→ Description of the task
Render the entries below, from the line with "the man, and" to the line with "column 107, row 78", as a numbered list. Include both of those lines and leave out any blank lines.

→ Provided data
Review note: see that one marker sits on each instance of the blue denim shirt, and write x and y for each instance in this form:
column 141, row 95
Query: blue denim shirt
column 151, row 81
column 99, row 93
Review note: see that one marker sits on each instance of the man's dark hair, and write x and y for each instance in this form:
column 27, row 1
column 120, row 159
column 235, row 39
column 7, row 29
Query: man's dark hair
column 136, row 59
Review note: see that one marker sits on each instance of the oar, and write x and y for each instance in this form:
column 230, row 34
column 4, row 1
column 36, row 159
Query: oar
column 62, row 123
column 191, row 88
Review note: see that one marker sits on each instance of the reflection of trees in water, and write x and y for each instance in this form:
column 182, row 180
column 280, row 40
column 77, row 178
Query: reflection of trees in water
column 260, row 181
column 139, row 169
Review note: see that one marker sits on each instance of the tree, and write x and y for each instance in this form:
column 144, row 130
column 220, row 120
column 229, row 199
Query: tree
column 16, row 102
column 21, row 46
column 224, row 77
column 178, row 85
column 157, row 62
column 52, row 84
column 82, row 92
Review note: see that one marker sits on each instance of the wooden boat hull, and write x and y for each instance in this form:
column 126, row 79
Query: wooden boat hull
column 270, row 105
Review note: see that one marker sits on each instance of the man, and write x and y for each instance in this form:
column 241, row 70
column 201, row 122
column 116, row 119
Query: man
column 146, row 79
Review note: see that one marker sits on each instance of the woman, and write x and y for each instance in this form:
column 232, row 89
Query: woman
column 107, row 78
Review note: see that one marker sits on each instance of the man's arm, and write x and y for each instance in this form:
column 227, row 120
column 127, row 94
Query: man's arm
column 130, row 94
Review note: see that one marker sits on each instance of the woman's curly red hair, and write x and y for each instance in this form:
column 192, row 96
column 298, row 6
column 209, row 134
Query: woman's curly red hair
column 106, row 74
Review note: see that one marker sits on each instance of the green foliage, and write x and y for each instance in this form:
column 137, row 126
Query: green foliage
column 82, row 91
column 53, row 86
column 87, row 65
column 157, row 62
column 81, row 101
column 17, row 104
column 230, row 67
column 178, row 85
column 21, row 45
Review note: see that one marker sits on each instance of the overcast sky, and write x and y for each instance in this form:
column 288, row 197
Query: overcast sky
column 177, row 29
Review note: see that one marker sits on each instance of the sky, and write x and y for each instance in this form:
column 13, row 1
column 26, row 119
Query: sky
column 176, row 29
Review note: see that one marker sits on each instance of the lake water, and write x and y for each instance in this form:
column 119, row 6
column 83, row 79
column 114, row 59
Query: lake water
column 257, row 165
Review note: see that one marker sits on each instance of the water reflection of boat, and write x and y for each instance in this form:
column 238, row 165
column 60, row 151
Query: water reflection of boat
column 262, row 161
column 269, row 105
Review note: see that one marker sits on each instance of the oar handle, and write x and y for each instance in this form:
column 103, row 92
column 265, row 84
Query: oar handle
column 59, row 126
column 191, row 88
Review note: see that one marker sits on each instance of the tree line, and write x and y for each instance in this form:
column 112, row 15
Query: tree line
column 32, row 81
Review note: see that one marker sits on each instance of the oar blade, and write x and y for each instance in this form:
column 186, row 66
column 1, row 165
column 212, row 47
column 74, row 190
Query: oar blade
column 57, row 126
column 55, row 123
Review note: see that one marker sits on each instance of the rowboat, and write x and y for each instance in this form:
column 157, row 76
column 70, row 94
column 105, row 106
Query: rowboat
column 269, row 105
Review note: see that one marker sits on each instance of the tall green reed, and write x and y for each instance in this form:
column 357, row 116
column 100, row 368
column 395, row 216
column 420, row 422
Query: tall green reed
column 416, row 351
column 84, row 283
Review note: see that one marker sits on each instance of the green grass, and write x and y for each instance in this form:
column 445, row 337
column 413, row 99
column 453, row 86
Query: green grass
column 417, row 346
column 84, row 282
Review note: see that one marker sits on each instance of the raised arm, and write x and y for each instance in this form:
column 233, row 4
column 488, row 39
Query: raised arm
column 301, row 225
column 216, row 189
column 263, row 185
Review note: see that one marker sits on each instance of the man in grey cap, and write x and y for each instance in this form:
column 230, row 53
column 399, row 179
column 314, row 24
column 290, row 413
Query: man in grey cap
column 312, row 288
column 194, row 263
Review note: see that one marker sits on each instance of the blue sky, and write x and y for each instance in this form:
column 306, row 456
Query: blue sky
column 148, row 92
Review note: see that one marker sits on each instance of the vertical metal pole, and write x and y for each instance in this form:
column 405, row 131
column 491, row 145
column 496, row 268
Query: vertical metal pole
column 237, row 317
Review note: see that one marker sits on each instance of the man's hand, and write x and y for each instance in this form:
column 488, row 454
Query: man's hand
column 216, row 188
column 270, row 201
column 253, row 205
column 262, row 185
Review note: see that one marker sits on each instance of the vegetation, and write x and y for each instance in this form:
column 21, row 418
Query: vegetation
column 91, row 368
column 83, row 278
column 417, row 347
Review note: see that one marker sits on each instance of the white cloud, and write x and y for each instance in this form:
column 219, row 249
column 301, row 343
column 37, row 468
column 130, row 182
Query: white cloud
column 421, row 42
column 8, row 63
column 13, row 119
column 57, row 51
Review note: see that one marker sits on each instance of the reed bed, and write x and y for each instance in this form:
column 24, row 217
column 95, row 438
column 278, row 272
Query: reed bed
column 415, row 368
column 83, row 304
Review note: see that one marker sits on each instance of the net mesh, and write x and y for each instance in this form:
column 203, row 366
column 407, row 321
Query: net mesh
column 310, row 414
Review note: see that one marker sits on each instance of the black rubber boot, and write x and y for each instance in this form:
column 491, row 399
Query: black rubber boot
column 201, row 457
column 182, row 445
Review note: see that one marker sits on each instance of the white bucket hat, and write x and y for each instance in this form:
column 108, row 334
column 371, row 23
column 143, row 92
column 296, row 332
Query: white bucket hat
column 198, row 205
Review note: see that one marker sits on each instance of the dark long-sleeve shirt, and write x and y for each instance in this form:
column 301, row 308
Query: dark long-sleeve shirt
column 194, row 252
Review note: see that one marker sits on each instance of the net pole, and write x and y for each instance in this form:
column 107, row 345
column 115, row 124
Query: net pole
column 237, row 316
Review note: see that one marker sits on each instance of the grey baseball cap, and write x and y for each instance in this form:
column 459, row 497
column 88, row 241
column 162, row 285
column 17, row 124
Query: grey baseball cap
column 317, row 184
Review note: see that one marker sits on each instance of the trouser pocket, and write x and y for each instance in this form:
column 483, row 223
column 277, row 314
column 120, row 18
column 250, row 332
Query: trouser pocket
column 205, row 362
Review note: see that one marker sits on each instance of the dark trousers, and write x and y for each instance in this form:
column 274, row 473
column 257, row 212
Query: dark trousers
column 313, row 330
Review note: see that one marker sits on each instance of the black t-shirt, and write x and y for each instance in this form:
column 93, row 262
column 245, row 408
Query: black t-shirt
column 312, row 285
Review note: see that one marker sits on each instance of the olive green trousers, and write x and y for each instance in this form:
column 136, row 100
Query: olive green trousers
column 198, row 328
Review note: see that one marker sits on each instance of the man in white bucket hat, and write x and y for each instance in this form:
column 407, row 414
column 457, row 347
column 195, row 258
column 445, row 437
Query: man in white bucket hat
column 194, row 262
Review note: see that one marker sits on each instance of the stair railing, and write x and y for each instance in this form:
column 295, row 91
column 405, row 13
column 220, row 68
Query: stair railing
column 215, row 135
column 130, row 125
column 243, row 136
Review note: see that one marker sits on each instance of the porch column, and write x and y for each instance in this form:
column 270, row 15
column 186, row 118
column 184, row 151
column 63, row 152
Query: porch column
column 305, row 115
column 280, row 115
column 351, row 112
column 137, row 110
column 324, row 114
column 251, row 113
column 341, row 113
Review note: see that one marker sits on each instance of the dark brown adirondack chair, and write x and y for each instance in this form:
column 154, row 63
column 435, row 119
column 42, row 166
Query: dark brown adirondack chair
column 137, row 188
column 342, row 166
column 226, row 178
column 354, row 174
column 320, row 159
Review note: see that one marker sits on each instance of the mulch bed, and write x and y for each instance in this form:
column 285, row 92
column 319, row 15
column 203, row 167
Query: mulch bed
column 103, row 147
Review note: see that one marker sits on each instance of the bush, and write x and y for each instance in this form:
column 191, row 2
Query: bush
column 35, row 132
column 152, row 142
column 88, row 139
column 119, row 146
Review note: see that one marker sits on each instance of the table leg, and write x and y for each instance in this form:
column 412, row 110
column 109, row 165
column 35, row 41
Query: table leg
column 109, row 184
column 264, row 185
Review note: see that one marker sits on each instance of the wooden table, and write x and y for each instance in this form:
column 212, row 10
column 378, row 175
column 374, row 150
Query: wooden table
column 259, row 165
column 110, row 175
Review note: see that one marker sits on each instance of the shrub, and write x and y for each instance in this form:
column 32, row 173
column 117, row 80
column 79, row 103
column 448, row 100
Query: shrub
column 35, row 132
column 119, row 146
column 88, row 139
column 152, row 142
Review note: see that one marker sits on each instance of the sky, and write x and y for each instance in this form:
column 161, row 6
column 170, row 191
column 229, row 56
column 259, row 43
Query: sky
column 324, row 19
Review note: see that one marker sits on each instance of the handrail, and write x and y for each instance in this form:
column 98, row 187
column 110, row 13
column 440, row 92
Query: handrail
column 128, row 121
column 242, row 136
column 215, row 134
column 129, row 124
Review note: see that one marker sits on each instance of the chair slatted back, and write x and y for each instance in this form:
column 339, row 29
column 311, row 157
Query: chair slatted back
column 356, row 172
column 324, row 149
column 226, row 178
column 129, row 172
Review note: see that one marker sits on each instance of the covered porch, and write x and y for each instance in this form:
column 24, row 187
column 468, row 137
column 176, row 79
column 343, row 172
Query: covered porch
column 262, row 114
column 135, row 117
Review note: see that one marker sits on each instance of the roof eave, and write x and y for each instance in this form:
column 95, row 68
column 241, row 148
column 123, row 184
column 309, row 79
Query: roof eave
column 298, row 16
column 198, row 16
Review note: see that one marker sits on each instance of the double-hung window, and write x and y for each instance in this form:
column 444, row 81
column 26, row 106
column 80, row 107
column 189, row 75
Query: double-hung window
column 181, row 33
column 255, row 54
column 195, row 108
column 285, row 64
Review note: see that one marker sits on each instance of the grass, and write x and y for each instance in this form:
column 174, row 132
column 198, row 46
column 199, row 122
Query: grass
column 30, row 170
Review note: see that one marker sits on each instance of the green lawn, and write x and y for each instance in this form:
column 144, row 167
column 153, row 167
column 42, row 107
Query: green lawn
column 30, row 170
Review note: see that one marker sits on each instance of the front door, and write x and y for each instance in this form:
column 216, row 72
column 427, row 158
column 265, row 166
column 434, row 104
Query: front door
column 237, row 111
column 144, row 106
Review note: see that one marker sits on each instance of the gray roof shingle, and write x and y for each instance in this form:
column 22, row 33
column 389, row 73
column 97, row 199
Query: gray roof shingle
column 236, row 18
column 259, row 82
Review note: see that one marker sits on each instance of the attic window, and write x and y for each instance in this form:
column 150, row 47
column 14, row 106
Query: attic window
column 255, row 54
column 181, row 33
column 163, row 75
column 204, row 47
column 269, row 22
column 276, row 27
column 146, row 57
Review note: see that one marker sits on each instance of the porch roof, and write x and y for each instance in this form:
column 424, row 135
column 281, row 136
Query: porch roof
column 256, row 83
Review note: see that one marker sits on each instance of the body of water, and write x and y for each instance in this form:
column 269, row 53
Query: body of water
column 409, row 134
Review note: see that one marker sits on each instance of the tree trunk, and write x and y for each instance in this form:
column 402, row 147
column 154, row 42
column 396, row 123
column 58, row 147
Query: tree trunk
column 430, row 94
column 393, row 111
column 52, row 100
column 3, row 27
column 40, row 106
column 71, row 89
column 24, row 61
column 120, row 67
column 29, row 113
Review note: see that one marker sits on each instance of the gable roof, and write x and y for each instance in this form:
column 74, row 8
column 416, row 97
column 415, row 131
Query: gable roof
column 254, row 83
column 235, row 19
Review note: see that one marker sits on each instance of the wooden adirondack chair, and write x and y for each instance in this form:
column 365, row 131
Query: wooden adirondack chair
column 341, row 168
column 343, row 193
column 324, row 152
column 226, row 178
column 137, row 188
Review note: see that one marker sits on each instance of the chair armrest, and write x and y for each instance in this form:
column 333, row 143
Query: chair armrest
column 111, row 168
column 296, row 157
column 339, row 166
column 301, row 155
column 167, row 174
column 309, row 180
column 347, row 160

→ Problem solution
1. Review note: see that one marker sits on each instance of the man, and write x and y for each instance in this form:
2. column 241, row 70
3. column 201, row 122
4. column 116, row 119
5. Query: man
6. column 146, row 79
7. Review note: see that one marker sits on each instance of the woman, and write x and y for each instance in this form:
8. column 232, row 89
9. Query: woman
10. column 107, row 78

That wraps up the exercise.